Tests pass in with SQlite with SQLalchemy in language agnostic way, have a small bug in MySQL with NaN. Will push into branch when this one passes :)

Needs a big ol' refactor though which I wanted to discuss, one idea was to use an SQL class (similar to others):

class SQLHelper(PandasObject):
    def __init__(self, cur=None, con=None, engine=None):
        if engine:
               return SQLHelperWithEngine(engine)
        etc.

    def execute(...):
         raise SomeError('Must be called with either con, cur or engine')

     etc.

class SQLHelperWithEngine(SQLHelper)
    def execute(self, ...):
        # have access to self.engine

class SQLHelperWithCur(SQLHelper)

class SQLHelperWithCon(SQLHelper)

Keep execute, read_sql etc globals to be agnostic (i.e. select which class to use), and work out which helper to use.

Maybe there's a better way to get cleaner code here?

@jtratner
Contributor

@hayd can you link to your current sql branch?

@hayd
Contributor
hayd commented Sep 13, 2013

Sorry, here it is: https://github.com/hayd/pandas/tree/sql_tests

And the failing test is the one at the bottom (TestSQLA_MySQLdb .test_write_row_by_row): https://travis-ci.org/hayd/pandas/jobs/11314669

@hayd
Contributor
hayd commented Sep 24, 2013

So, I think we should give an engine constructor function (which creates an engine url/pandas_sql object from dialect, username, password, etc.), but connection and cursor should be user-defined (the user should set up themselves) - except in the special case of an sqlite file w/o sqlalchemy.

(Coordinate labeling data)

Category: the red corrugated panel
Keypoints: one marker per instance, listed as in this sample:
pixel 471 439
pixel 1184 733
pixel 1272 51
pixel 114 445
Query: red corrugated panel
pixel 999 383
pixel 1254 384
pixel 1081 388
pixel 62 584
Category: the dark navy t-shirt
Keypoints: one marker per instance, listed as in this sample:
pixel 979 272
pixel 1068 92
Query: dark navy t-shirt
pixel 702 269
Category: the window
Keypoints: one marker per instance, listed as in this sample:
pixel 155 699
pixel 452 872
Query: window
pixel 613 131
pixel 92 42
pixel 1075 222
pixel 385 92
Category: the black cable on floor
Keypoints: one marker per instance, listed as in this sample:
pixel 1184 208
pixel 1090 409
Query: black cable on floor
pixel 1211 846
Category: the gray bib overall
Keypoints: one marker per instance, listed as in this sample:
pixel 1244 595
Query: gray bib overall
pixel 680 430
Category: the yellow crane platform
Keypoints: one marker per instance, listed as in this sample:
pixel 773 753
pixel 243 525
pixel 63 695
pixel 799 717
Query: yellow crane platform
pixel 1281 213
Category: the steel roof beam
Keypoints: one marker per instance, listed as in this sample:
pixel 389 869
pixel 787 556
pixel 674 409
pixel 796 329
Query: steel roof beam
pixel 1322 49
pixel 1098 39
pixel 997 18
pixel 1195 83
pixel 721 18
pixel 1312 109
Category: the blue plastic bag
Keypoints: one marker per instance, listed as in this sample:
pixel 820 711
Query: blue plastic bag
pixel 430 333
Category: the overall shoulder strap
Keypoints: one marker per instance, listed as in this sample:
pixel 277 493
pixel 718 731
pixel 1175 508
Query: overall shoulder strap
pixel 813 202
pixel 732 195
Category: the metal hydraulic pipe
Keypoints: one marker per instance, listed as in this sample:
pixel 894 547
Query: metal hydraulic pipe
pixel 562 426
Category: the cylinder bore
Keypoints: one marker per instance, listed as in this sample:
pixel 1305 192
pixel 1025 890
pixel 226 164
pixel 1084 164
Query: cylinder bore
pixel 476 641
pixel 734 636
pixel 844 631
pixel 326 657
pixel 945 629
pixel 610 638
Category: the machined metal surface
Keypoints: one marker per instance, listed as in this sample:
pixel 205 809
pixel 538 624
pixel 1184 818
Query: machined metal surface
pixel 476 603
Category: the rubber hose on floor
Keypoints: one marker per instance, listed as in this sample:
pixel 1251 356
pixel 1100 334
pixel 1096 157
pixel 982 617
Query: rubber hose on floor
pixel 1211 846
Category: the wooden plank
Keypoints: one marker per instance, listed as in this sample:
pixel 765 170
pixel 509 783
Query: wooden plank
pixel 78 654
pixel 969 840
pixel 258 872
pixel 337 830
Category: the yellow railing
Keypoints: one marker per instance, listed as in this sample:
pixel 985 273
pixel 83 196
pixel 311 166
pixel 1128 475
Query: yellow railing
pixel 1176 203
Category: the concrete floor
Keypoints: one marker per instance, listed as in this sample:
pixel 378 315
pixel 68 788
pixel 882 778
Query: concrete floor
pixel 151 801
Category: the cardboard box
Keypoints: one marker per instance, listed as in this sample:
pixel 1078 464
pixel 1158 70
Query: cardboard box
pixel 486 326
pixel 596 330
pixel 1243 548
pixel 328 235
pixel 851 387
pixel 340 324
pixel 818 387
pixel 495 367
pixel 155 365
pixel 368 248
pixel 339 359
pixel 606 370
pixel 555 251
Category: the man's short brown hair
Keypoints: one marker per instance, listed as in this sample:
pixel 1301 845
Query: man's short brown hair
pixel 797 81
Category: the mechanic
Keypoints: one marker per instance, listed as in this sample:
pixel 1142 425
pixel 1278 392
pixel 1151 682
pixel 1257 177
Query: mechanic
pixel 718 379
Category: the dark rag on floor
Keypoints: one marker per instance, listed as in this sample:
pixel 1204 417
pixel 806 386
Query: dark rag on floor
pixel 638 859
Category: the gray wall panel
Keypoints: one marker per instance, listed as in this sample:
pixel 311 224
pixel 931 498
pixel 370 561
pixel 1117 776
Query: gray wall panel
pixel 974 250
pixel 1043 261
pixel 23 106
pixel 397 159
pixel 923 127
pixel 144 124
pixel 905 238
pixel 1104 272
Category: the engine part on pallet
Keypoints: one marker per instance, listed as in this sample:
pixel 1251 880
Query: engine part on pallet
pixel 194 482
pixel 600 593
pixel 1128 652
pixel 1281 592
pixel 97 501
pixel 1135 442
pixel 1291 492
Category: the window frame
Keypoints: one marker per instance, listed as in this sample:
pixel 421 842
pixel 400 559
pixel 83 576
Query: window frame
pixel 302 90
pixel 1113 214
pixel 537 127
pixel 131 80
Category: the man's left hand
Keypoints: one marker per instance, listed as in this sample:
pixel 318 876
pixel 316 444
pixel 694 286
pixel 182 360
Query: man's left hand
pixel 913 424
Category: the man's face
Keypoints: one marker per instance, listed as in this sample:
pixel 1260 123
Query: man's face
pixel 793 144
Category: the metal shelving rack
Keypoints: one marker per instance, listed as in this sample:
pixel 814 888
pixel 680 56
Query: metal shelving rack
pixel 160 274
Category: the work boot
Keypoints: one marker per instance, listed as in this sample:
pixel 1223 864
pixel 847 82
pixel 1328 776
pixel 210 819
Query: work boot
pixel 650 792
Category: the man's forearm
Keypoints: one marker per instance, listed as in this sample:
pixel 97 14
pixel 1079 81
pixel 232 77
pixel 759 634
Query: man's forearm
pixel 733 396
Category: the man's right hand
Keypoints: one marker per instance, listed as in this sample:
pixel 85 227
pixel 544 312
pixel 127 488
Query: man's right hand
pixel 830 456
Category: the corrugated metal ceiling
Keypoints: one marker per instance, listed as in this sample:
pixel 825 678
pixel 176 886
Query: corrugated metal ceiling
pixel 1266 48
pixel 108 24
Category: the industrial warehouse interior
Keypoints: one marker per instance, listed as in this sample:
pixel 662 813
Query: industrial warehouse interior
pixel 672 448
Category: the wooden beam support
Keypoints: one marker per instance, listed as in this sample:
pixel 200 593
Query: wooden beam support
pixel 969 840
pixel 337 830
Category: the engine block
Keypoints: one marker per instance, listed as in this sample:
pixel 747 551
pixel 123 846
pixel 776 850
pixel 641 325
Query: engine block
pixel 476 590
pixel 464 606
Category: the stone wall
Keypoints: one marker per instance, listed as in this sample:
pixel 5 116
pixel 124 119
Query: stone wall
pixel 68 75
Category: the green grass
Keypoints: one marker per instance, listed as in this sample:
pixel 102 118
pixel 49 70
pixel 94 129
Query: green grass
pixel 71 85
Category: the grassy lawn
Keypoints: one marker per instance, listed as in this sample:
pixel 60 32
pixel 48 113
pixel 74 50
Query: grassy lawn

▶ [TASK REQUIREMENTS]
1. Answer these questions about the pandas SQL thread:
(a) In which database does a small bug with NaN appear?
(b) With which database do the tests pass?
(c) According to the comment from Sep 24, 2013, who should set up connections and cursors?
2. Summarize the pandas SQL thread in two sentences.
3. Carry the pandas SQL thread forward from its last comment.
None of this work draws on the coordinate labeling data.

▶ [REPLIES]
1.
(a) MySQL.
(b) SQLite, used with SQLAlchemy.
(c) The user should set them up, except in the special case of an sqlite file without sqlalchemy.

2. Tests pass with SQLite and SQLAlchemy in a language-agnostic way, though MySQL has a small bug with NaN, and a refactor is proposed around an SQL helper class with separate subclasses for an engine, a cursor, and a connection. A later comment suggests providing an engine constructor function while leaving connections and cursors for users to set up, except for an sqlite file without sqlalchemy.

3.
imo these are three distinct concerns, engine / conn / cursor... and tbh I liked my factory for creating these (I think it made the logic for persistence really clear - although we weren't using connections before it was pretty easy to drop them in)...

  • Engine (methods create and close connections, does so within SQLAlchemy loveliness)
  • Connection (methods create and close cursors), using flavor info
  • Cursor, using flavor info

I think creating the pandas_sql object (or whatever) once and query against that without inputting the engine or connection for every method is super useful (also can have multiple dbs as difference variables to query against) and I think that these should definitely be "public" (we could pretend they are all PandasSQL objects in the repr anyways.)...

@danielballan
Contributor

@hayd, can you clarify with an example how PandasSQL objects fit into the API? (P.S. I'm still game to be involved, with testing or whatever is needed, but as is now apparent, I'm not finding time to keep up with the conversation as fast as Team hayd & jtratner, so I'm content to take the back seat here.)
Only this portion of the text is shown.